## BEGIN

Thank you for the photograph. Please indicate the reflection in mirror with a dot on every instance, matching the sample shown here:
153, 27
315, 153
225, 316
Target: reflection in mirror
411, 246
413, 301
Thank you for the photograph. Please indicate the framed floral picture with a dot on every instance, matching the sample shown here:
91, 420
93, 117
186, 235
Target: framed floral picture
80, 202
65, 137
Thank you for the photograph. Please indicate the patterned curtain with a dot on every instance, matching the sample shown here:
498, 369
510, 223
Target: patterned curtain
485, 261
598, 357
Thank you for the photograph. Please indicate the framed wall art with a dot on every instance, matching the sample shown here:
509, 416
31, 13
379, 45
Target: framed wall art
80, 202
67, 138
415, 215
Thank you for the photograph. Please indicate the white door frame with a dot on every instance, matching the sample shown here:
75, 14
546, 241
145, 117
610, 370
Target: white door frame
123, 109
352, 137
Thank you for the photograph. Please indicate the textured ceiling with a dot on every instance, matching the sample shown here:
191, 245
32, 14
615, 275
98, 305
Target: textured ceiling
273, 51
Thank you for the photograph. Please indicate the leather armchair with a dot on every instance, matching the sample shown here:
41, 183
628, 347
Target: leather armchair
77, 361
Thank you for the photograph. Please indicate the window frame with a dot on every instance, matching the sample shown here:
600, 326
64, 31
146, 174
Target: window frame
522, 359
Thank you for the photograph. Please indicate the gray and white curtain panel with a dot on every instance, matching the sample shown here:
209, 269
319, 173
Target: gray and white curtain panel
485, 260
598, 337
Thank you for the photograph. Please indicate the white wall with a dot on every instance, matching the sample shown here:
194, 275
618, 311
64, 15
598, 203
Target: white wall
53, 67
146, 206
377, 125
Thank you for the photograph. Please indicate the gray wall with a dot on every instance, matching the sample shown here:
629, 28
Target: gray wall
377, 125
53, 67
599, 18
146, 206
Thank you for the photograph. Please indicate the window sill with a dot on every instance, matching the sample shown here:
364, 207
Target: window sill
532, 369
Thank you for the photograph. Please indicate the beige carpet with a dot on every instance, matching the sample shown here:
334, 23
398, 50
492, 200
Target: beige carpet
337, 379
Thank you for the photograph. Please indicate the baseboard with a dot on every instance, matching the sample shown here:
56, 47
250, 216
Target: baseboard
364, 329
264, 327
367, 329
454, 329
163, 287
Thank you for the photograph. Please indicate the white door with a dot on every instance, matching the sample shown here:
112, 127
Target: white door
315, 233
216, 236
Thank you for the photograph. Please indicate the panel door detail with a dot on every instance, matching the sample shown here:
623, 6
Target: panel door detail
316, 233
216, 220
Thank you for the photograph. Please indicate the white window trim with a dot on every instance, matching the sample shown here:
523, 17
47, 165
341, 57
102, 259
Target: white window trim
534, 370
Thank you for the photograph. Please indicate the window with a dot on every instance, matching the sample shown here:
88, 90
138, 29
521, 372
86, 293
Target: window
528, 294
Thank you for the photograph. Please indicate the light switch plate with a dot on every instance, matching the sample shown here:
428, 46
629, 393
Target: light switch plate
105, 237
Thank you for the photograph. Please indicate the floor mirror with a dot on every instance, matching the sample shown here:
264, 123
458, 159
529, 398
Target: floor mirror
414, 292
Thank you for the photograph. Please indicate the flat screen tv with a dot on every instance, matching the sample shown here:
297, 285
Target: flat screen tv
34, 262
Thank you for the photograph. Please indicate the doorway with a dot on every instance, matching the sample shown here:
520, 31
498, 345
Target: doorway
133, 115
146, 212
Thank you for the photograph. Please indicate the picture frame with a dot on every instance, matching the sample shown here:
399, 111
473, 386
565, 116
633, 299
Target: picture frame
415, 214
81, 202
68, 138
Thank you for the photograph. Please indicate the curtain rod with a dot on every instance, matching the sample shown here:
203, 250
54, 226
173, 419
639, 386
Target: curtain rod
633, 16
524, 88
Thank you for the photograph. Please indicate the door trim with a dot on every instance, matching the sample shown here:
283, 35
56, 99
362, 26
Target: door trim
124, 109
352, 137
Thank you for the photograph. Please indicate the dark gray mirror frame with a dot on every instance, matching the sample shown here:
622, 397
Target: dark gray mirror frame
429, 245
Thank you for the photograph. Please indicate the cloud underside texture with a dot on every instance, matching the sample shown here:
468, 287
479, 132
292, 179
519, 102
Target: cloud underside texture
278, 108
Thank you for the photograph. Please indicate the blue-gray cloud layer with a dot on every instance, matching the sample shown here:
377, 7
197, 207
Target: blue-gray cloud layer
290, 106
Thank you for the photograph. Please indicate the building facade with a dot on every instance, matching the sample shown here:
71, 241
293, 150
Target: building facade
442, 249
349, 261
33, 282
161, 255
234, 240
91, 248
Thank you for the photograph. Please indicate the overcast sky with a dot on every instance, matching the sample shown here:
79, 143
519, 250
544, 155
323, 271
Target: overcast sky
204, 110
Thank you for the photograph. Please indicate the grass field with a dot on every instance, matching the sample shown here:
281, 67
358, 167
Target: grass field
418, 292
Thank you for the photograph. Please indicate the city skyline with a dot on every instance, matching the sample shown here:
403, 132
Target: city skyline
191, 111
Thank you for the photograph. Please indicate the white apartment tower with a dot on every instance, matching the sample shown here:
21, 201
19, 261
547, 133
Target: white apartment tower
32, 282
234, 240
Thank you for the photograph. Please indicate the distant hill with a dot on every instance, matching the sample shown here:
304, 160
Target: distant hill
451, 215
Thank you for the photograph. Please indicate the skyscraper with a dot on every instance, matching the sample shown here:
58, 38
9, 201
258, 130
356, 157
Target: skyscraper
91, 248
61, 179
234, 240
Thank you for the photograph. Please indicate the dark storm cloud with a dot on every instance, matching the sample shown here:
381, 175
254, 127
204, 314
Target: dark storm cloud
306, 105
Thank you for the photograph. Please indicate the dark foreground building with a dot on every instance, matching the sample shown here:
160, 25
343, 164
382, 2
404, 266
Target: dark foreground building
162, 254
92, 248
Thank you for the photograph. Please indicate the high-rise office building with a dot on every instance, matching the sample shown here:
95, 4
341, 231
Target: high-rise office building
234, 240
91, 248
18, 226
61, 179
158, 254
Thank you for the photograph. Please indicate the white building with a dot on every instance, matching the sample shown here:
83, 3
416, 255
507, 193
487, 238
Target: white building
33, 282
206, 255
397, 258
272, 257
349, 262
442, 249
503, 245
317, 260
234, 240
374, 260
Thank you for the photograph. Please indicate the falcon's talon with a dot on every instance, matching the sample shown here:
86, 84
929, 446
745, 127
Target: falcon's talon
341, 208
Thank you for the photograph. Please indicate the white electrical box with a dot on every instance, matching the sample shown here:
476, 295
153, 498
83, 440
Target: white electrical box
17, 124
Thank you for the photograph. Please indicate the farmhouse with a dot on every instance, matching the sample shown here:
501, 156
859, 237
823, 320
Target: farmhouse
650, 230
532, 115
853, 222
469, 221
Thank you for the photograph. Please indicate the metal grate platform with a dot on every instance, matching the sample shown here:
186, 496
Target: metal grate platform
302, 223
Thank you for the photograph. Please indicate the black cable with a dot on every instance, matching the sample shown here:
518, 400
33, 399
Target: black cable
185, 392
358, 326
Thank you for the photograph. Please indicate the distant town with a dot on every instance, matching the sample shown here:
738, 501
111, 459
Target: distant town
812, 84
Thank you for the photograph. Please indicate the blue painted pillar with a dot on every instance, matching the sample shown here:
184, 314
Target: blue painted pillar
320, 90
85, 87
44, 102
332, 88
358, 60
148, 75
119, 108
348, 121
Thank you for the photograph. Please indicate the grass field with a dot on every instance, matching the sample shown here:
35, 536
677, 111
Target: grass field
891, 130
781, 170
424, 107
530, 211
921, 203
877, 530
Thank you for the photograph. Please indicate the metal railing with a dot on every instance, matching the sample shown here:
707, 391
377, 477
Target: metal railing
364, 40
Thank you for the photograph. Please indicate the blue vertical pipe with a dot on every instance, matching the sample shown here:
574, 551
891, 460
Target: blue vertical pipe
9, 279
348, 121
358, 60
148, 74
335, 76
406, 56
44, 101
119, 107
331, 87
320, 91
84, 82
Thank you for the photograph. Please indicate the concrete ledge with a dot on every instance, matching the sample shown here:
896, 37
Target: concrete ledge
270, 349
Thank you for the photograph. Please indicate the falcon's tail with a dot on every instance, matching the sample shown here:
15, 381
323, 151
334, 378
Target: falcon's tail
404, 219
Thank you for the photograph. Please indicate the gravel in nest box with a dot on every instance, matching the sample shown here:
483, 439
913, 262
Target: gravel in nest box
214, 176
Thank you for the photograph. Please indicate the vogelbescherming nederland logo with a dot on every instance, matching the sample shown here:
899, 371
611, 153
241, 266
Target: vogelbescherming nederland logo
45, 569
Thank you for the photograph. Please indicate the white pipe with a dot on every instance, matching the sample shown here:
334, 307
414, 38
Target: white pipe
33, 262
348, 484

## END

▸ What is asked: Give back the lines of the listing from the one with "Thank you for the photograph. Please indicate the distant town" through the end, both included, exactly as written and with nothing added.

▸ Solution to the exercise:
Thank you for the photograph. Please indicate the distant town with a dot on every instance, matching the sample shown here:
738, 501
111, 459
Target: distant town
812, 84
Thank you for the photograph. Please indicate the blue painted pillar with a dot on every instance, matching the sample shown here:
184, 314
Target: blue painted pillar
320, 90
85, 87
44, 102
332, 88
358, 60
148, 75
119, 108
348, 121
Thank you for the photograph. Please indicate the grass field with a dot on every instance, matching the sample shown here:
35, 536
677, 111
Target: grass field
891, 130
781, 170
424, 107
530, 211
921, 203
877, 530
Thank you for the photograph. Please indicate the metal railing with a dot on every instance, matching the sample shown here:
707, 391
377, 477
Target: metal railing
364, 40
Thank you for the photograph. Please indicate the blue vertical pipe with a dot on every instance, matching the sample shown here:
574, 551
891, 460
Target: blue vertical pipe
9, 279
348, 121
358, 60
148, 74
335, 76
406, 56
44, 101
119, 107
331, 87
320, 91
84, 82
Thank you for the photograph. Please indicate the concrete ledge with a dot on every instance, matching the sample shown here:
896, 37
Target: concrete ledge
270, 349
Thank you for the photograph. Please indicate the falcon's tail with a dot on every instance, matching the sample shown here:
15, 381
323, 151
334, 378
Target: falcon's tail
404, 219
Thank you for the photograph. Please indicate the gravel in nest box with a dot on every instance, matching the sample shown here:
483, 439
913, 262
Target: gravel in nest box
214, 176
Thank you for the photograph. Please indicate the vogelbescherming nederland logo with a dot on every instance, matching the sample shown here:
899, 371
611, 153
241, 266
Target: vogelbescherming nederland logo
45, 569
Thank you for the photograph. Please indicate the white pipe with a dot on every instance, matching the sample shown here:
334, 307
414, 38
Target: white pipe
33, 262
348, 484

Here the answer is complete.